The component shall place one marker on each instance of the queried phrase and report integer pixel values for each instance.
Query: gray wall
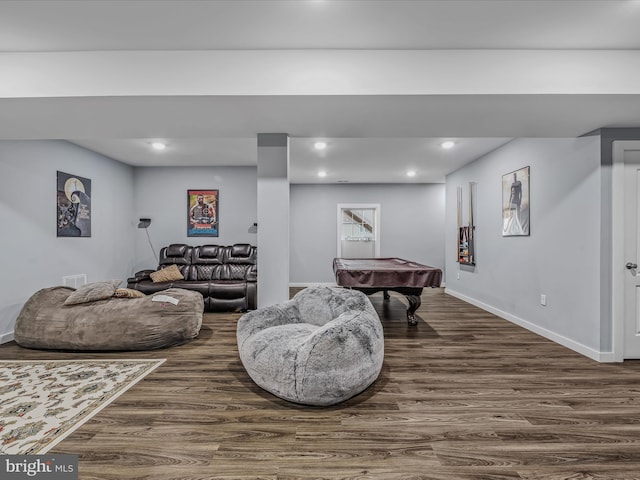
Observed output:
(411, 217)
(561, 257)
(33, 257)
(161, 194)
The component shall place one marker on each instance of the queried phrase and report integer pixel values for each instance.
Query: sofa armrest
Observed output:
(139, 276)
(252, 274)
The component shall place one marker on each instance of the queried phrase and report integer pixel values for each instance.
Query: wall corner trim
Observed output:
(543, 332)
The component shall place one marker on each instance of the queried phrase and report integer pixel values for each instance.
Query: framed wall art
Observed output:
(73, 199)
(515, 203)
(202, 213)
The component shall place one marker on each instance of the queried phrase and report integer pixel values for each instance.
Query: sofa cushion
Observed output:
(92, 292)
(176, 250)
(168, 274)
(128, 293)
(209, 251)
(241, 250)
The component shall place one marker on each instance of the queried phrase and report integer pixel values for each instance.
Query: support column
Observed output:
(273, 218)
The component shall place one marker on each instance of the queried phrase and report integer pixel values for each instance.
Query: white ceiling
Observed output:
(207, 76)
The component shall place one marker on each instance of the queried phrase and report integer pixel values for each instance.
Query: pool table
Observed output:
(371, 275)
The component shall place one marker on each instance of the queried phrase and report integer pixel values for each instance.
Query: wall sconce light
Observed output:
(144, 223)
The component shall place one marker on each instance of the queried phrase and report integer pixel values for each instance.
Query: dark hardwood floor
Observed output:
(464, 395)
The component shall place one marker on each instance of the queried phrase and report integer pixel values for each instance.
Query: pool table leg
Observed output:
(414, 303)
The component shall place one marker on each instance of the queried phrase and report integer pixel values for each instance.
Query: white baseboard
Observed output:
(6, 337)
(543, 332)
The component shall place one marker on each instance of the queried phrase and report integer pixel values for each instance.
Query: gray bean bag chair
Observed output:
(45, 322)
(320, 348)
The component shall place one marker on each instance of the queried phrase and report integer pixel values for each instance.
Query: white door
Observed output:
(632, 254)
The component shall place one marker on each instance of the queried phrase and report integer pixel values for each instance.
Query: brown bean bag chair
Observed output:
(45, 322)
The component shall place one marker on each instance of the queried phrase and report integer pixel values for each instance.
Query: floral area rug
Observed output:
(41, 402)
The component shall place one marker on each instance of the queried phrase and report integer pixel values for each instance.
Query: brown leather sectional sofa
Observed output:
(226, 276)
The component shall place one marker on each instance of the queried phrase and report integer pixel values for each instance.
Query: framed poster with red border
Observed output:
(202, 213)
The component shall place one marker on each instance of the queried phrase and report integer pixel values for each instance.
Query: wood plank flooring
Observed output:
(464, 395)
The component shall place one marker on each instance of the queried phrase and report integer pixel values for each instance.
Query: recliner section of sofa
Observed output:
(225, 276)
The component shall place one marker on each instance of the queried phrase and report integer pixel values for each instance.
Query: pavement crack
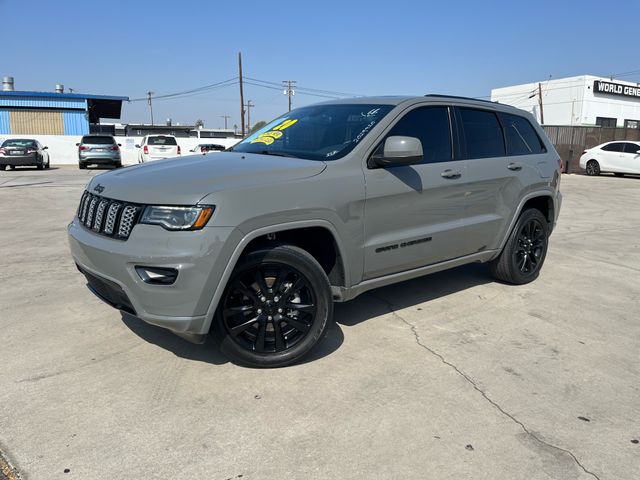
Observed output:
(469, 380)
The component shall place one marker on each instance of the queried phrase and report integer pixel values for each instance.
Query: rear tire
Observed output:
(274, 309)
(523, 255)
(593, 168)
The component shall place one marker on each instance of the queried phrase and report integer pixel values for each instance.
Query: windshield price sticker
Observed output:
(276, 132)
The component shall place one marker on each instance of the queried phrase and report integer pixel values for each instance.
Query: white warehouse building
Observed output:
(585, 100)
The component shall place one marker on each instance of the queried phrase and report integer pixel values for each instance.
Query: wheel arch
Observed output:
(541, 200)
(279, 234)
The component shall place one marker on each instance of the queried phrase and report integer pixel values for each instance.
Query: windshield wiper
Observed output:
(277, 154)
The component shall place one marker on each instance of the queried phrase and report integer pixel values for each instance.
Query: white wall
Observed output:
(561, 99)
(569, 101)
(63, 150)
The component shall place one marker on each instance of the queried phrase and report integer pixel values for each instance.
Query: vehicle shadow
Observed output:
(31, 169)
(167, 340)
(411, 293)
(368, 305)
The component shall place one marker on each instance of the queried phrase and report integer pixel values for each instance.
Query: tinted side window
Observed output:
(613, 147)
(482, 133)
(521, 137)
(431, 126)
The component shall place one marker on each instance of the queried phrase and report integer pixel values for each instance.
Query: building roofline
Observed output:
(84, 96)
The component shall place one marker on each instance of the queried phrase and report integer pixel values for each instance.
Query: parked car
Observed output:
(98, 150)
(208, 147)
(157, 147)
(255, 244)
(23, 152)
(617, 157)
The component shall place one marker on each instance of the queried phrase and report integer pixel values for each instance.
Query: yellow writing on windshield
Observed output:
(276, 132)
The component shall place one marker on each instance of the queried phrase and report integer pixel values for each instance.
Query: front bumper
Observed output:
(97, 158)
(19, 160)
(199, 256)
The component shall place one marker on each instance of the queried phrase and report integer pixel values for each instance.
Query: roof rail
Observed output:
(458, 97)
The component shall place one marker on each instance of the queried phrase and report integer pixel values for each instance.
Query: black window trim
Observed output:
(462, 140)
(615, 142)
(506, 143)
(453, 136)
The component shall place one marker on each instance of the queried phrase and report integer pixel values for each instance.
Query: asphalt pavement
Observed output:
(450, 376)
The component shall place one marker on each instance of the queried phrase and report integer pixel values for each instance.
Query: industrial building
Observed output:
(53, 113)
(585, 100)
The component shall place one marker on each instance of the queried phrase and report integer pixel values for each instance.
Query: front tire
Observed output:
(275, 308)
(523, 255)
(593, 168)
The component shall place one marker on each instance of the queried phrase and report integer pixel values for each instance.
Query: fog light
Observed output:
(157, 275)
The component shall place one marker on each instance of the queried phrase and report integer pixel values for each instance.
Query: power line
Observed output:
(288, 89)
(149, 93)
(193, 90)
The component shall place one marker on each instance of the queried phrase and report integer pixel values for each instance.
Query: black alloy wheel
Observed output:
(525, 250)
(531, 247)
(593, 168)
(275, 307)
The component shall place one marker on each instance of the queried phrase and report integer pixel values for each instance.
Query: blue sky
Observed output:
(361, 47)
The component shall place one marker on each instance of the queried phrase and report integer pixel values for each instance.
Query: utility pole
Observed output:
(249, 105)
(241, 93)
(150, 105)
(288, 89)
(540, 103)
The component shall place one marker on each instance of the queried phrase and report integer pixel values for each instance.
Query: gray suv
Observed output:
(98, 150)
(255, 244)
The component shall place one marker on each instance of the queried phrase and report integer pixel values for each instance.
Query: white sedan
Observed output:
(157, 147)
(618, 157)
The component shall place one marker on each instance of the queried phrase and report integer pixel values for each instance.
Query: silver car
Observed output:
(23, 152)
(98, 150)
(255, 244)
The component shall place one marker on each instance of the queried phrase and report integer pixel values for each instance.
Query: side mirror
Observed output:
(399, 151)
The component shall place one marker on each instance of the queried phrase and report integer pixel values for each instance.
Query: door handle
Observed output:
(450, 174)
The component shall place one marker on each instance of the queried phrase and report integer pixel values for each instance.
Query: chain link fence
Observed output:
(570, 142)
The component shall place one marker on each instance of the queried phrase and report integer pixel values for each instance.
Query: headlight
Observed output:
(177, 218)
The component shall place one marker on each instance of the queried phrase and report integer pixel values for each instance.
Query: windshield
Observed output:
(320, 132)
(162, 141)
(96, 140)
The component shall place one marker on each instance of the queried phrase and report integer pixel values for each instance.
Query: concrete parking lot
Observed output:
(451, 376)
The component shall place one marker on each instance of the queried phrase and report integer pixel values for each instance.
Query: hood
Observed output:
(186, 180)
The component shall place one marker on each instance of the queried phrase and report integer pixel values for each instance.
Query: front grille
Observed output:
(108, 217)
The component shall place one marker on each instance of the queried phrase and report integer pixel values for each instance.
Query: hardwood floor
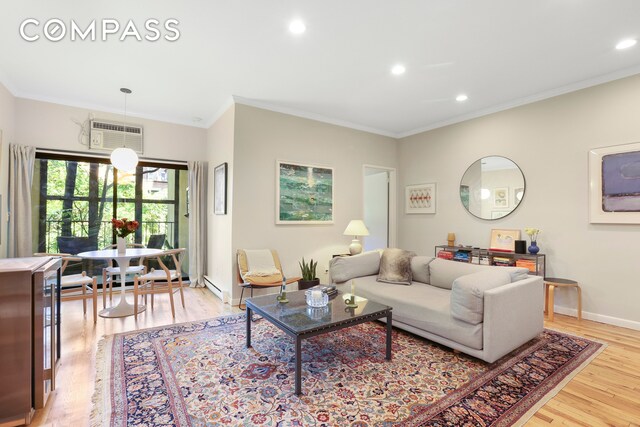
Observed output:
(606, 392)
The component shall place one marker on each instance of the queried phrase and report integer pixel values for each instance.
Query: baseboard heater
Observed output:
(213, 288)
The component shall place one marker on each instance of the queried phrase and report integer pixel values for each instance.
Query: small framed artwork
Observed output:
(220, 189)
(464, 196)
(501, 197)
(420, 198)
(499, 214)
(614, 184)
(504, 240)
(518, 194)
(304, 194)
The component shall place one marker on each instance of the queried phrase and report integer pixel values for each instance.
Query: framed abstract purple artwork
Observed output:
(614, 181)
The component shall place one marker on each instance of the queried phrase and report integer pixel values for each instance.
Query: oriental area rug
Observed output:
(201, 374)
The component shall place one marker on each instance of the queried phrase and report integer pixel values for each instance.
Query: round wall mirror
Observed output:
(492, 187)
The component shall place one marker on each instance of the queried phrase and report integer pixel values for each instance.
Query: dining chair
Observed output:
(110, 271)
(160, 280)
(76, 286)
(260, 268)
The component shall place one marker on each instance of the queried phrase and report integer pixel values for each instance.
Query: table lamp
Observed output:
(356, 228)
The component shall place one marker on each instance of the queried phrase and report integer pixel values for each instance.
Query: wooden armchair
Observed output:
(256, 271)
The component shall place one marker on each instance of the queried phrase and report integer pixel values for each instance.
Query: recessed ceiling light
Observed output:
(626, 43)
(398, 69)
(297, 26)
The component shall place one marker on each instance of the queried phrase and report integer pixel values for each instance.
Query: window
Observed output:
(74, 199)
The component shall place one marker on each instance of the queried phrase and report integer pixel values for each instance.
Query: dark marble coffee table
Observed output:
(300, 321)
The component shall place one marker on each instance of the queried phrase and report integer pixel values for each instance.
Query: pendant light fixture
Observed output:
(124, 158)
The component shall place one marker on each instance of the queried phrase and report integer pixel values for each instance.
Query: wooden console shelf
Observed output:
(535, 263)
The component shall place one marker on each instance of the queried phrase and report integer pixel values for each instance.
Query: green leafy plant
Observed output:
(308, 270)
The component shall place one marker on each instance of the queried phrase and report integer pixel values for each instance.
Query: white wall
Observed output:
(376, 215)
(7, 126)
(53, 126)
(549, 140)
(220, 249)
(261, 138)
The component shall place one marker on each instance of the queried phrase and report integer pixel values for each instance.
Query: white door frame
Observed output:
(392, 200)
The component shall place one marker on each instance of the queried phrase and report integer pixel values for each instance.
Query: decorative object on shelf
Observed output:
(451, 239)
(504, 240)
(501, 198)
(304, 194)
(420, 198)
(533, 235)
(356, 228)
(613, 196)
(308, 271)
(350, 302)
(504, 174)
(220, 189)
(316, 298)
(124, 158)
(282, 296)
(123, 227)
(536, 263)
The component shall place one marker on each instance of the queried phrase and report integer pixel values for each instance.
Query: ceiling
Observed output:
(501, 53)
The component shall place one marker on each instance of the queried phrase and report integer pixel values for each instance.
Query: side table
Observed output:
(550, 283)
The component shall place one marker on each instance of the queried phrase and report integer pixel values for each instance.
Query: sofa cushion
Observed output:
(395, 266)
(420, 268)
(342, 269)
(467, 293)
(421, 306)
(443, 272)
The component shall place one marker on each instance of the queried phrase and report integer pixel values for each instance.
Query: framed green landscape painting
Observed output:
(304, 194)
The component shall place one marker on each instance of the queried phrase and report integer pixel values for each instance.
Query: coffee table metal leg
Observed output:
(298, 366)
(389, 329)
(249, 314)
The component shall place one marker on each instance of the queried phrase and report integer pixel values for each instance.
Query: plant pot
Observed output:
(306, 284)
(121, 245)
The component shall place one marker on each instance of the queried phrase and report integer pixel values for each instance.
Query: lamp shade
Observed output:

*****

* _Set problem_: Identify every line in the items that contains the string "hardwood", matching case exactly, and copy each of those lines.

* _Task solution_:
Query: dark hardwood floor
Query: hardwood floor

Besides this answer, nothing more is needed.